> [给定题目] 请把下面所有行填入一个两列 CSV，列名为“查询”和“结果”，每个请求占一行，分别写入请求文本及其答案；每个字段都用引号括起，字段内的换行改为空格，且答案中不要包含图片。

> [本题数据]
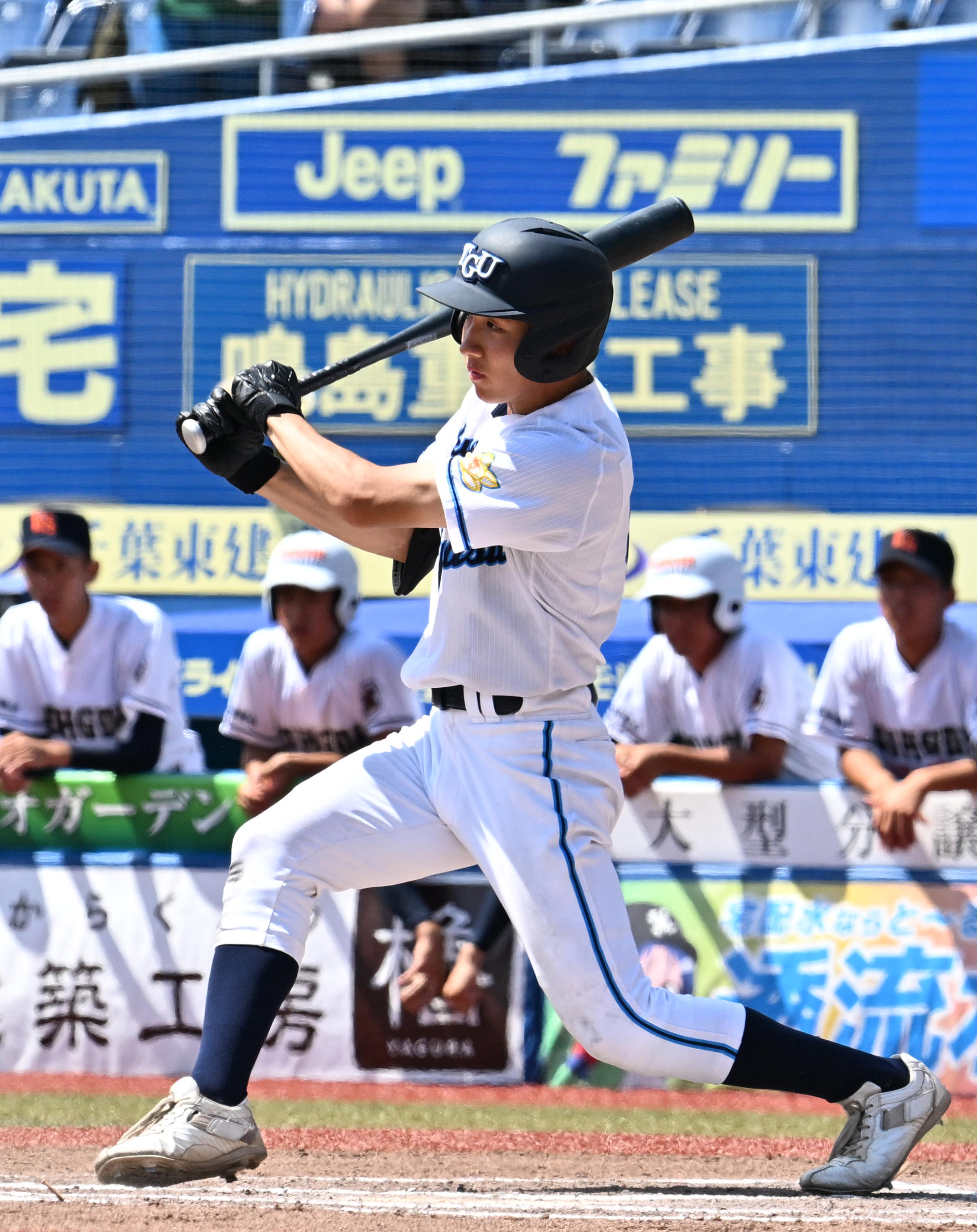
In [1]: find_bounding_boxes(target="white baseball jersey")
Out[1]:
[0,595,205,773]
[221,624,420,757]
[604,629,838,782]
[805,616,977,778]
[404,381,632,697]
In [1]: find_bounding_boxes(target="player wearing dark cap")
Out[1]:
[0,509,203,792]
[805,529,977,850]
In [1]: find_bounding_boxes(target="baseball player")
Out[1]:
[0,509,205,792]
[806,530,977,850]
[605,536,838,796]
[96,218,950,1193]
[221,531,420,815]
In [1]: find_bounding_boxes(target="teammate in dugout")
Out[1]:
[96,218,950,1193]
[0,509,205,792]
[805,530,977,850]
[221,531,421,817]
[604,536,838,796]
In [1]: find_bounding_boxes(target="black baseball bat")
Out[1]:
[181,197,695,454]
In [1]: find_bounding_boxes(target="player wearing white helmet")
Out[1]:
[605,536,837,796]
[96,218,949,1193]
[806,529,977,850]
[221,530,420,815]
[0,509,203,792]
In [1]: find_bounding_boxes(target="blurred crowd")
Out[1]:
[0,509,977,1013]
[7,0,977,118]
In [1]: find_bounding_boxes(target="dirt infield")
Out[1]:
[0,1148,977,1232]
[0,1074,977,1232]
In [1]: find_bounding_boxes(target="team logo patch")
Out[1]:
[31,509,58,535]
[458,450,499,491]
[458,240,505,282]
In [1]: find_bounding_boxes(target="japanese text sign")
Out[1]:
[186,255,817,436]
[0,259,123,429]
[222,111,858,232]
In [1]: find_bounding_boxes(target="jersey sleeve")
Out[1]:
[436,417,610,553]
[356,642,421,737]
[604,639,672,744]
[803,629,875,750]
[740,639,811,744]
[219,631,281,749]
[0,608,47,736]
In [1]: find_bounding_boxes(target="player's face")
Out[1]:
[21,547,98,622]
[654,595,724,665]
[879,564,955,639]
[275,587,341,668]
[461,317,540,407]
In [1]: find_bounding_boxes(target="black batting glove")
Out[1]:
[176,386,281,495]
[230,360,302,436]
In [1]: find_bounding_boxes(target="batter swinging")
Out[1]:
[96,218,950,1193]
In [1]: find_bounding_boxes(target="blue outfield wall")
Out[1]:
[0,27,977,514]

> [完成练习]
查询,结果
"In [1]: find_bounding_boxes(target=""white baseball jersey"") Out[1]:","[0,595,205,773] [221,624,420,757] [604,629,838,782] [805,616,977,778] [404,381,632,697]"
"In [1]: find_bounding_boxes(target=""player wearing dark cap"") Out[1]:","[0,509,203,792] [805,529,977,850]"
"In [1]: find_bounding_boxes(target=""baseball player"") Out[1]:","[0,509,205,792] [806,530,977,850] [605,536,838,796] [96,218,950,1193] [221,531,420,815]"
"In [1]: find_bounding_boxes(target=""teammate in dugout"") Out[1]:","[96,218,950,1193] [0,509,205,792] [805,530,977,850] [221,531,421,817] [604,536,838,796]"
"In [1]: find_bounding_boxes(target=""black baseball bat"") Out[1]:","[181,197,695,454]"
"In [1]: find_bounding_boxes(target=""player wearing white helmet"") Out[1]:","[605,536,837,796] [96,218,949,1193] [806,529,977,850] [221,530,420,815] [0,509,203,792]"
"In [1]: find_bounding_boxes(target=""blurred crowd"") Out[1]:","[0,509,977,1013] [7,0,977,118]"
"In [1]: find_bounding_boxes(target=""dirt infield"") Out[1]:","[0,1148,977,1232] [0,1074,977,1232]"
"In [1]: find_bounding_boxes(target=""team logo patch"") Out[1]:","[31,509,58,535] [458,450,499,491] [458,240,505,282]"
"In [1]: find_bounding_boxes(target=""japanese text sign"") Out[1]:","[186,255,817,436] [0,259,123,429] [222,111,858,232]"
"In [1]: find_bounding_boxes(target=""jersey sleeve"") Out[1]:","[436,417,610,553] [356,642,421,737] [604,639,672,744] [803,629,875,750] [740,639,811,744] [219,631,281,749] [0,608,47,736]"
"In [1]: find_bounding_boxes(target=""player's face"") Out[1]:","[21,547,98,622] [654,595,724,665] [879,564,955,639] [275,587,341,668] [461,317,540,407]"
"In [1]: find_bounding_boxes(target=""black batting glove"") Out[1]:","[176,386,281,495] [230,360,302,436]"
"In [1]: find_bounding_boxes(target=""batter swinging"") Out[1]:","[96,218,950,1193]"
"In [1]: find_bounding_boxes(target=""blue outfield wall"") Out[1]:","[0,27,977,514]"